[Pointing records]

============================================================

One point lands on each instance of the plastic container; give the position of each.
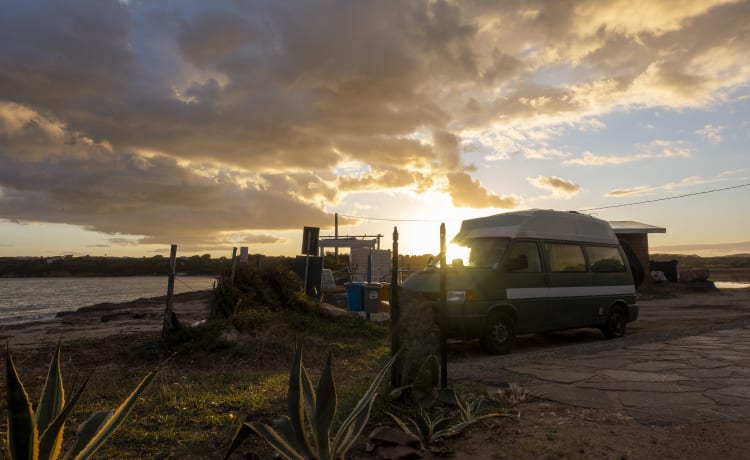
(372, 297)
(355, 293)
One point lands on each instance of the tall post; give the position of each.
(167, 326)
(234, 267)
(443, 311)
(395, 310)
(336, 236)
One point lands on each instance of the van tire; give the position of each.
(499, 334)
(616, 323)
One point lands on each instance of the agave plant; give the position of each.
(305, 433)
(38, 434)
(445, 424)
(428, 428)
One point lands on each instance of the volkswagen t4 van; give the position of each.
(529, 272)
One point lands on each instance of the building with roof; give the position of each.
(636, 235)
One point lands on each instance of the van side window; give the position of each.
(566, 258)
(523, 258)
(605, 259)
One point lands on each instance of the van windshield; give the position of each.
(486, 252)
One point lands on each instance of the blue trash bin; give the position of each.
(355, 294)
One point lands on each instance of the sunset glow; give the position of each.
(129, 126)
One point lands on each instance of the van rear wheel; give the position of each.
(616, 323)
(499, 334)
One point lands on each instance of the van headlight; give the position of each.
(456, 296)
(461, 296)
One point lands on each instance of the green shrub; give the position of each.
(274, 287)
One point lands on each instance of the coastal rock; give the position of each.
(694, 275)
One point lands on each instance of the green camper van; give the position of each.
(529, 272)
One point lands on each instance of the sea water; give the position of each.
(31, 299)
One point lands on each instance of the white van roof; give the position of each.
(539, 223)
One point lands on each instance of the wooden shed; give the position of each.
(636, 234)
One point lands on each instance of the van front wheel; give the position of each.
(616, 323)
(499, 334)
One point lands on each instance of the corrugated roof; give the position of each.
(631, 226)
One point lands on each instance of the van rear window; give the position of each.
(566, 258)
(605, 259)
(485, 252)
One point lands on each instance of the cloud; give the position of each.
(560, 188)
(470, 193)
(655, 150)
(649, 189)
(711, 133)
(150, 118)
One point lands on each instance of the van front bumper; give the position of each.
(632, 313)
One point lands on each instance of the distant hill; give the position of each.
(737, 261)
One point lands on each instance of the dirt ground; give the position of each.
(550, 430)
(545, 429)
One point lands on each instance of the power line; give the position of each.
(665, 199)
(385, 219)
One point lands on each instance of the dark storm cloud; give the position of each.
(152, 117)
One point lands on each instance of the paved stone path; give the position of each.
(688, 379)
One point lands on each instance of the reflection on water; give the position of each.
(26, 299)
(731, 285)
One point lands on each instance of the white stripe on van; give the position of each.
(572, 291)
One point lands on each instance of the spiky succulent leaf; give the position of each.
(116, 419)
(401, 424)
(87, 430)
(48, 447)
(355, 422)
(22, 434)
(52, 399)
(424, 388)
(296, 401)
(308, 393)
(423, 423)
(277, 442)
(325, 409)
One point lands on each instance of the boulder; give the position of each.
(694, 275)
(658, 276)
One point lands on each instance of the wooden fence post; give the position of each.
(395, 311)
(443, 311)
(234, 267)
(167, 327)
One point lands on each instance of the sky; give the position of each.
(127, 126)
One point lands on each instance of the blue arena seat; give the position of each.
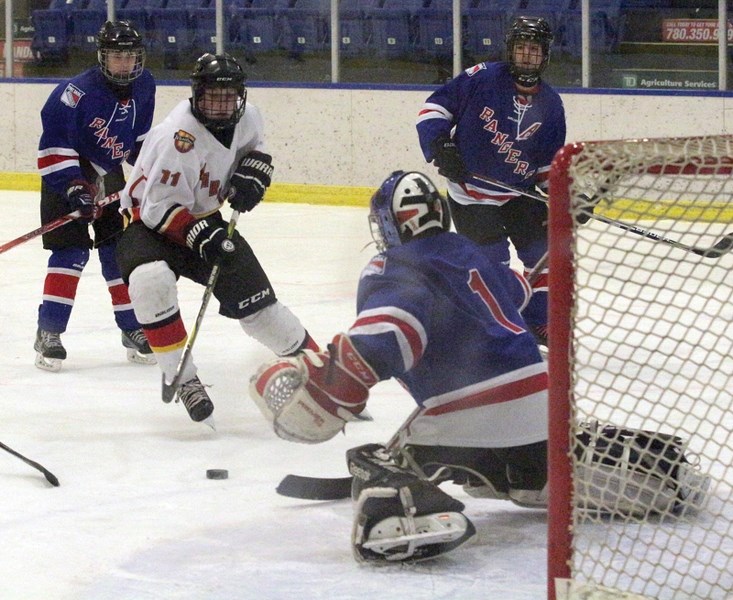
(256, 30)
(85, 26)
(306, 26)
(203, 22)
(353, 29)
(170, 33)
(51, 37)
(484, 33)
(434, 31)
(391, 32)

============================================================

- [Exercise objective] Convert the listing above into a two-column CSV with the headers text and answer. Give one row for each object the listing names, with the sentence naming it under text and its coordinates under answer, each as one quoted field with line breaks replaced by spaces, covering the whole listing and leaving out the pictures.

- [Solution below]
text,answer
"One point lands on each instance of the plastic container; give the position of each.","(372, 297) (355, 293)"
"One point lands on each instance of the tall post; give the position of each.","(167, 326) (234, 267) (443, 311) (395, 310) (336, 236)"
"One point lands on each instance of the van tire; give the position of each.","(499, 334) (616, 323)"
"One point lands on each instance of the agave plant; give the position of each.","(305, 433) (38, 434) (445, 424) (428, 428)"
"One point lands on each instance of the volkswagen t4 van; give the position of each.","(529, 272)"
"One point lands on each instance of the building with roof; give the position of each.","(636, 235)"
"One point lands on each instance of the van side window; give the position of each.","(566, 258) (523, 258) (605, 259)"
"One point lands on each instance of the van windshield; give the position of each.","(486, 252)"
"One point lands on each instance of the blue trash bin; give the position of each.","(355, 294)"
"One point lands on each instance of the sunset glow; give the position of each.","(129, 126)"
"One point lands on each instance of the van rear wheel; give the position of each.","(616, 323) (499, 334)"
"One point lands on each instance of the van headlight; give the position of each.","(456, 296) (461, 296)"
"One point lands on each instance of the green shrub; give the position of each.","(274, 287)"
"One point lands on each instance of the coastal rock; give the position of each.","(694, 275)"
"One point lands on each instance of the green camper van; give the position of each.","(529, 272)"
"One point lands on each instance of the sea water; give the position of each.","(31, 299)"
"One point lands on each instance of the white van roof; give the position of each.","(539, 223)"
"One point lands on each instance of the wooden shed; give the position of each.","(636, 234)"
"One point lands on each instance of the van front wheel; give the position of each.","(616, 323) (499, 334)"
"One point lands on each instance of the corrugated roof; give the position of each.","(631, 226)"
"One point lands on each instance of the van rear window; give the position of each.","(566, 258) (605, 259) (485, 252)"
"One point lands on each instance of the cloud; give the position of each.","(560, 188) (470, 193) (655, 150) (649, 189) (711, 133) (150, 118)"
"One point lands on each instance of the van front bumper; give the position of each.","(632, 313)"
"One point lands on each instance of the distant hill; give the position of each.","(737, 261)"
"One point lands on each instance of the dirt ground; give the position of each.","(550, 430) (545, 429)"
"One point lands on each instance of the power line; give the position of each.","(665, 199) (385, 219)"
"One point lands on each instance of the dark storm cloud; give the position of each.","(152, 117)"
"One point lands on each instance of the paved stone path; give the position of each.","(688, 379)"
"One point lands on each instance of the reflection on water; give the position of each.","(26, 299) (731, 285)"
"One point lands on each instance of the white stripe on van; give the position of each.","(572, 291)"
"One point lands on each instance of the spiky succulent leaf; give the position of each.","(116, 419) (401, 424) (87, 430) (48, 447) (355, 422) (22, 434) (52, 399) (424, 388) (296, 401) (308, 393) (423, 423) (277, 442) (325, 409)"
"One point lands on each instance of the boulder; give the position of each.","(694, 275) (658, 276)"
"One point lands on each instance of the wooden fence post; give the position of each.","(395, 311) (443, 311) (234, 267) (167, 327)"
"One point lands on each instance of the sky; give the position of each.","(127, 126)"
"One point lands on each instance of the blue arena seat; give the position of each.","(256, 30) (85, 26) (306, 26) (203, 22) (353, 29) (170, 33) (51, 37) (484, 33) (434, 31) (391, 32)"